_Records shown_

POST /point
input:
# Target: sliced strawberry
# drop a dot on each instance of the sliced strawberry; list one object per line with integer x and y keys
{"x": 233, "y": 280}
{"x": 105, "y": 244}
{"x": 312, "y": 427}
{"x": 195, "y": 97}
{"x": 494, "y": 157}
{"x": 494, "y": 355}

_Work to complete_
Format every line of the material above as a JSON list of strings, with one string per line and blank lines left out.

_Reply to the exercise_
[
  "POST /point",
  "input:",
  "# Target: sliced strawberry",
  "# drop a dot on each instance of the sliced strawberry; list one object per line with integer x and y keys",
  "{\"x\": 233, \"y\": 280}",
  "{\"x\": 105, \"y\": 244}",
  "{\"x\": 312, \"y\": 427}",
  "{\"x\": 195, \"y\": 97}",
  "{\"x\": 494, \"y\": 157}",
  "{\"x\": 494, \"y\": 355}"
]